- [Given instruction] Gather every line of the records that contains the string "rear", with case counting.
-----
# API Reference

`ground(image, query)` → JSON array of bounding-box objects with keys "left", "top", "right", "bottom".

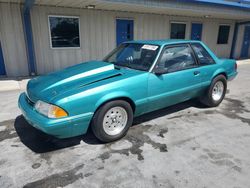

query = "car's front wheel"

[
  {"left": 91, "top": 100, "right": 133, "bottom": 142},
  {"left": 201, "top": 75, "right": 227, "bottom": 107}
]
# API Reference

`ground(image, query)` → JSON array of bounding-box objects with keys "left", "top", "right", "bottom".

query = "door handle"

[{"left": 194, "top": 71, "right": 200, "bottom": 76}]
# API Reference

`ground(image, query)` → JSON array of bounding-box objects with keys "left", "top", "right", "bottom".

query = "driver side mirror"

[{"left": 153, "top": 67, "right": 167, "bottom": 75}]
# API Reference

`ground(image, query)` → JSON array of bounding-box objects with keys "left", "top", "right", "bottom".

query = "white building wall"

[
  {"left": 31, "top": 6, "right": 234, "bottom": 74},
  {"left": 0, "top": 3, "right": 28, "bottom": 76},
  {"left": 234, "top": 24, "right": 250, "bottom": 59}
]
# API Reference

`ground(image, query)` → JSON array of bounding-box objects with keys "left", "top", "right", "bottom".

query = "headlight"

[{"left": 35, "top": 101, "right": 68, "bottom": 118}]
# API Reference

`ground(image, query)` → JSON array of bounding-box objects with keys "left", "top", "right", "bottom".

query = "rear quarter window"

[{"left": 191, "top": 43, "right": 215, "bottom": 65}]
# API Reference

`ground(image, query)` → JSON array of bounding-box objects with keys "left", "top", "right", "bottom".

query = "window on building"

[
  {"left": 170, "top": 23, "right": 186, "bottom": 39},
  {"left": 191, "top": 43, "right": 215, "bottom": 65},
  {"left": 157, "top": 45, "right": 196, "bottom": 72},
  {"left": 49, "top": 16, "right": 80, "bottom": 48},
  {"left": 217, "top": 25, "right": 230, "bottom": 44}
]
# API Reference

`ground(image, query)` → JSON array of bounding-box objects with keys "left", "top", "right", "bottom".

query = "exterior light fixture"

[{"left": 86, "top": 5, "right": 95, "bottom": 9}]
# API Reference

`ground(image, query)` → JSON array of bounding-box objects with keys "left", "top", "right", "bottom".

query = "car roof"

[{"left": 125, "top": 39, "right": 201, "bottom": 46}]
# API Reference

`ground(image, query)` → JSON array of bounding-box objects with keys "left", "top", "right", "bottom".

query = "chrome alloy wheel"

[
  {"left": 102, "top": 106, "right": 128, "bottom": 136},
  {"left": 212, "top": 81, "right": 224, "bottom": 101}
]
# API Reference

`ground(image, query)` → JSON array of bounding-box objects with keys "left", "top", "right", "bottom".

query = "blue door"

[
  {"left": 116, "top": 19, "right": 134, "bottom": 46},
  {"left": 191, "top": 23, "right": 202, "bottom": 40},
  {"left": 240, "top": 26, "right": 250, "bottom": 58},
  {"left": 0, "top": 42, "right": 6, "bottom": 75}
]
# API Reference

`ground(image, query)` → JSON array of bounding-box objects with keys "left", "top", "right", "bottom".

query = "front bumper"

[{"left": 18, "top": 93, "right": 93, "bottom": 138}]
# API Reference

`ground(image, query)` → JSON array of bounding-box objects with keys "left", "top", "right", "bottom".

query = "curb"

[{"left": 0, "top": 79, "right": 29, "bottom": 92}]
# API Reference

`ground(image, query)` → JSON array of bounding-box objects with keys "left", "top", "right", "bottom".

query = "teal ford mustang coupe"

[{"left": 18, "top": 40, "right": 237, "bottom": 142}]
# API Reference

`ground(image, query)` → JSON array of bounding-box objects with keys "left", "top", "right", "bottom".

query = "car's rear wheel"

[
  {"left": 200, "top": 75, "right": 227, "bottom": 107},
  {"left": 91, "top": 100, "right": 133, "bottom": 142}
]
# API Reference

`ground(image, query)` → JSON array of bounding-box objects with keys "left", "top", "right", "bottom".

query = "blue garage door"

[
  {"left": 240, "top": 26, "right": 250, "bottom": 58},
  {"left": 0, "top": 42, "right": 6, "bottom": 75},
  {"left": 116, "top": 19, "right": 134, "bottom": 46},
  {"left": 191, "top": 23, "right": 202, "bottom": 40}
]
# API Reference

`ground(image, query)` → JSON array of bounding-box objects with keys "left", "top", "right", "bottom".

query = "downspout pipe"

[
  {"left": 22, "top": 0, "right": 37, "bottom": 76},
  {"left": 230, "top": 21, "right": 250, "bottom": 59}
]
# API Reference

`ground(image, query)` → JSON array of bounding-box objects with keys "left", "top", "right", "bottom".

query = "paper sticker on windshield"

[{"left": 142, "top": 44, "right": 158, "bottom": 50}]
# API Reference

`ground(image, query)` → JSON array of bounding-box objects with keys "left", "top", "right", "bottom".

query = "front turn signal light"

[{"left": 48, "top": 105, "right": 68, "bottom": 118}]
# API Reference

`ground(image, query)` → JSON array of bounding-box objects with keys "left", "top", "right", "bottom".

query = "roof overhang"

[{"left": 0, "top": 0, "right": 250, "bottom": 21}]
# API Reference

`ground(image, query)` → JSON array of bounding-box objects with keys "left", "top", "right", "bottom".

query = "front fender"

[{"left": 95, "top": 91, "right": 133, "bottom": 109}]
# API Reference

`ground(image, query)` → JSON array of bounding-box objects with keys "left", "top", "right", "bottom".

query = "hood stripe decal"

[
  {"left": 79, "top": 73, "right": 122, "bottom": 88},
  {"left": 47, "top": 64, "right": 114, "bottom": 89}
]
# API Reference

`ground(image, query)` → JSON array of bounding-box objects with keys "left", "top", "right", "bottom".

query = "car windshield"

[{"left": 104, "top": 43, "right": 159, "bottom": 71}]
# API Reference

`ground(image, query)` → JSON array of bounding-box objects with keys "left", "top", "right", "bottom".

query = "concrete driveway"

[{"left": 0, "top": 63, "right": 250, "bottom": 188}]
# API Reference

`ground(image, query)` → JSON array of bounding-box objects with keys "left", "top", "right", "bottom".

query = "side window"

[
  {"left": 191, "top": 43, "right": 214, "bottom": 65},
  {"left": 157, "top": 45, "right": 196, "bottom": 72}
]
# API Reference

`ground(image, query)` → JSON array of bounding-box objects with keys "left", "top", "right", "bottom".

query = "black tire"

[
  {"left": 91, "top": 100, "right": 133, "bottom": 142},
  {"left": 200, "top": 74, "right": 227, "bottom": 107}
]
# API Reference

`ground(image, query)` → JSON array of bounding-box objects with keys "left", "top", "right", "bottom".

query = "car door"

[
  {"left": 148, "top": 44, "right": 201, "bottom": 111},
  {"left": 191, "top": 43, "right": 218, "bottom": 90}
]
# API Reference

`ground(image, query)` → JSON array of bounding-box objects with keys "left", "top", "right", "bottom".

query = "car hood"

[{"left": 27, "top": 61, "right": 122, "bottom": 103}]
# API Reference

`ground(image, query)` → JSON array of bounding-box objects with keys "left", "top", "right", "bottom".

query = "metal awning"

[{"left": 0, "top": 0, "right": 250, "bottom": 21}]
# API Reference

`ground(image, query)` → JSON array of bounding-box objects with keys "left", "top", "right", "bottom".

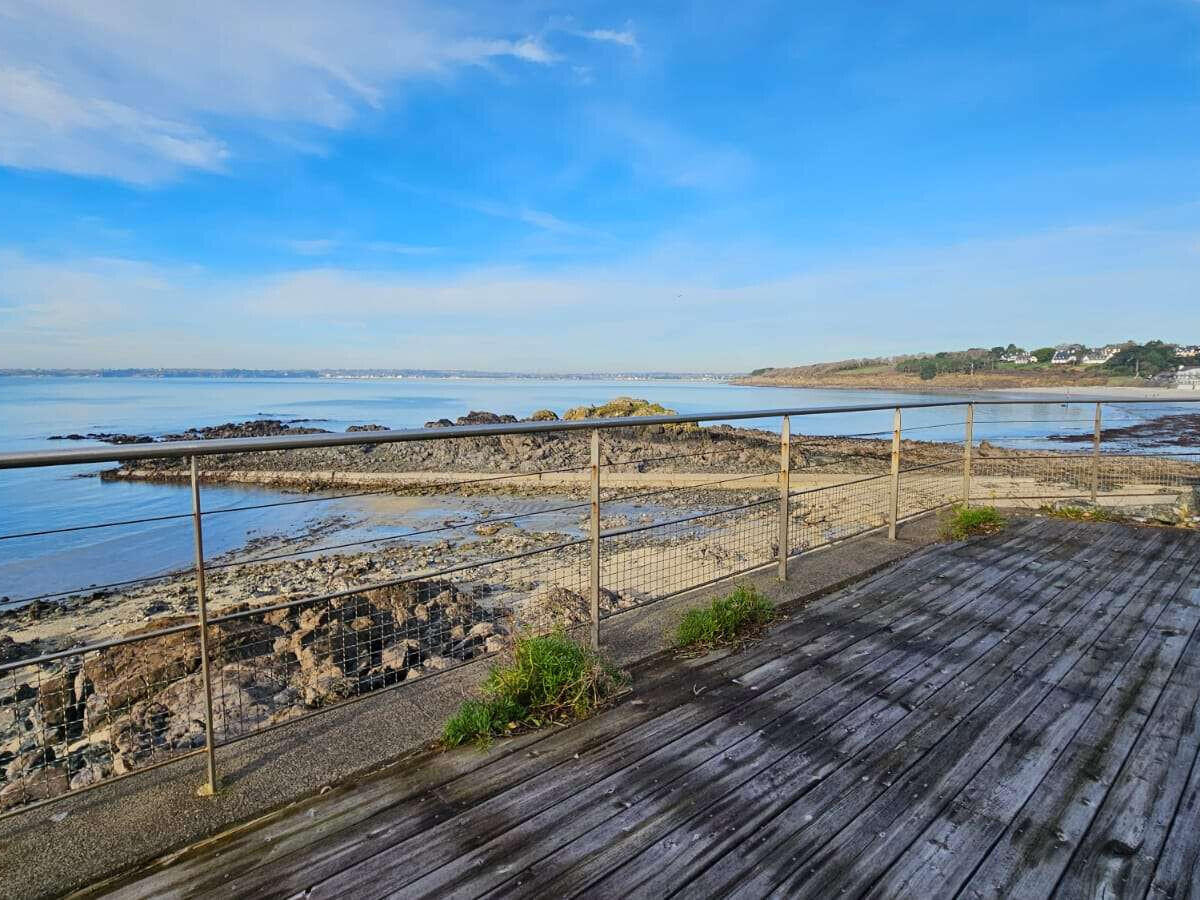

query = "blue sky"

[{"left": 0, "top": 0, "right": 1200, "bottom": 371}]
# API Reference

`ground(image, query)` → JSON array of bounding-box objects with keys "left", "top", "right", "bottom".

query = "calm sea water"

[{"left": 0, "top": 378, "right": 1180, "bottom": 602}]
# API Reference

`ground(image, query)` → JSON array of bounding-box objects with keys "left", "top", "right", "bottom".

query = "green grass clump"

[
  {"left": 676, "top": 584, "right": 775, "bottom": 648},
  {"left": 442, "top": 631, "right": 624, "bottom": 746},
  {"left": 942, "top": 504, "right": 1008, "bottom": 541},
  {"left": 1042, "top": 505, "right": 1120, "bottom": 522}
]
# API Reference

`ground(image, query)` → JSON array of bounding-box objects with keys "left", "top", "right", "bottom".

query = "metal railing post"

[
  {"left": 191, "top": 456, "right": 217, "bottom": 797},
  {"left": 888, "top": 407, "right": 900, "bottom": 541},
  {"left": 588, "top": 428, "right": 600, "bottom": 650},
  {"left": 962, "top": 403, "right": 974, "bottom": 506},
  {"left": 779, "top": 415, "right": 792, "bottom": 581}
]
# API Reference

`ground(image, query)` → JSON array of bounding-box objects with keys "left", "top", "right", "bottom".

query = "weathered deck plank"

[
  {"left": 96, "top": 520, "right": 1200, "bottom": 898},
  {"left": 480, "top": 520, "right": 1123, "bottom": 895},
  {"left": 201, "top": 520, "right": 1046, "bottom": 896},
  {"left": 871, "top": 535, "right": 1200, "bottom": 896}
]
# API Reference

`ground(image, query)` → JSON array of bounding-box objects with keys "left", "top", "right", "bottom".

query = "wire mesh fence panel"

[
  {"left": 787, "top": 475, "right": 892, "bottom": 553},
  {"left": 900, "top": 456, "right": 964, "bottom": 518},
  {"left": 0, "top": 623, "right": 205, "bottom": 811},
  {"left": 600, "top": 497, "right": 779, "bottom": 614},
  {"left": 196, "top": 541, "right": 590, "bottom": 743}
]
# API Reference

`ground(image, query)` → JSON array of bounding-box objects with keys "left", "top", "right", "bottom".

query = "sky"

[{"left": 0, "top": 0, "right": 1200, "bottom": 372}]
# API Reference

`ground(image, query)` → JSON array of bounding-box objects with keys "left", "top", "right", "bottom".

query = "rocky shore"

[{"left": 0, "top": 406, "right": 1142, "bottom": 809}]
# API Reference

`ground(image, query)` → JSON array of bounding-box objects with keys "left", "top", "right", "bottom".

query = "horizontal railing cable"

[
  {"left": 9, "top": 397, "right": 1200, "bottom": 469},
  {"left": 0, "top": 464, "right": 587, "bottom": 540}
]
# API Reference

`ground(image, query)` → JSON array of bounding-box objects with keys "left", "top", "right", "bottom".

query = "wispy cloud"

[
  {"left": 589, "top": 107, "right": 755, "bottom": 191},
  {"left": 0, "top": 214, "right": 1200, "bottom": 371},
  {"left": 0, "top": 0, "right": 624, "bottom": 184},
  {"left": 574, "top": 26, "right": 641, "bottom": 50}
]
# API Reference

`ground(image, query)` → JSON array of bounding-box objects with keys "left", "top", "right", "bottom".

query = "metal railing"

[{"left": 0, "top": 397, "right": 1200, "bottom": 815}]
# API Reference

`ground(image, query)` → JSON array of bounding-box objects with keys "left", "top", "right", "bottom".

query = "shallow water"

[{"left": 0, "top": 378, "right": 1185, "bottom": 602}]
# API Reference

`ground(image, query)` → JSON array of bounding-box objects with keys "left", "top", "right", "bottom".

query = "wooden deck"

[{"left": 100, "top": 520, "right": 1200, "bottom": 898}]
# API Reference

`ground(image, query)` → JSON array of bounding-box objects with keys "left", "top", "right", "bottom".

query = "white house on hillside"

[
  {"left": 1175, "top": 367, "right": 1200, "bottom": 391},
  {"left": 1080, "top": 344, "right": 1121, "bottom": 366}
]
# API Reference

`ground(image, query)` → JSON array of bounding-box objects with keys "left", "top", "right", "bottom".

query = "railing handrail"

[{"left": 0, "top": 397, "right": 1200, "bottom": 469}]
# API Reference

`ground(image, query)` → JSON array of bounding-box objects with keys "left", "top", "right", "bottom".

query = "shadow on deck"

[{"left": 91, "top": 520, "right": 1200, "bottom": 898}]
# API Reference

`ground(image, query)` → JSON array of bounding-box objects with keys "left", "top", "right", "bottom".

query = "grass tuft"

[
  {"left": 676, "top": 584, "right": 775, "bottom": 649},
  {"left": 1040, "top": 504, "right": 1121, "bottom": 522},
  {"left": 941, "top": 504, "right": 1008, "bottom": 541},
  {"left": 442, "top": 631, "right": 624, "bottom": 746}
]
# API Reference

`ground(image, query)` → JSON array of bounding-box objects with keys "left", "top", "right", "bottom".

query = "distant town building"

[
  {"left": 1175, "top": 366, "right": 1200, "bottom": 391},
  {"left": 1080, "top": 343, "right": 1121, "bottom": 366},
  {"left": 1000, "top": 352, "right": 1038, "bottom": 366}
]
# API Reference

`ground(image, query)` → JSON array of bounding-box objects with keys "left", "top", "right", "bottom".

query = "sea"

[{"left": 0, "top": 376, "right": 1166, "bottom": 606}]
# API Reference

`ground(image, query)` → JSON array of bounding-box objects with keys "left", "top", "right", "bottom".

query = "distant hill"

[{"left": 734, "top": 341, "right": 1200, "bottom": 391}]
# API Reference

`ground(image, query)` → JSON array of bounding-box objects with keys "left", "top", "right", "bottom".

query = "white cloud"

[
  {"left": 575, "top": 28, "right": 641, "bottom": 50},
  {"left": 0, "top": 0, "right": 616, "bottom": 184},
  {"left": 0, "top": 66, "right": 229, "bottom": 182},
  {"left": 0, "top": 214, "right": 1200, "bottom": 371}
]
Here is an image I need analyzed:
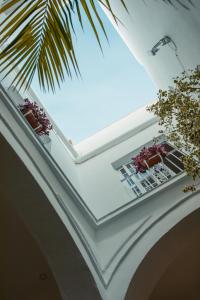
-----
- [Solution to this exercise]
query = "rear quarter window"
query = "car's rear wheel"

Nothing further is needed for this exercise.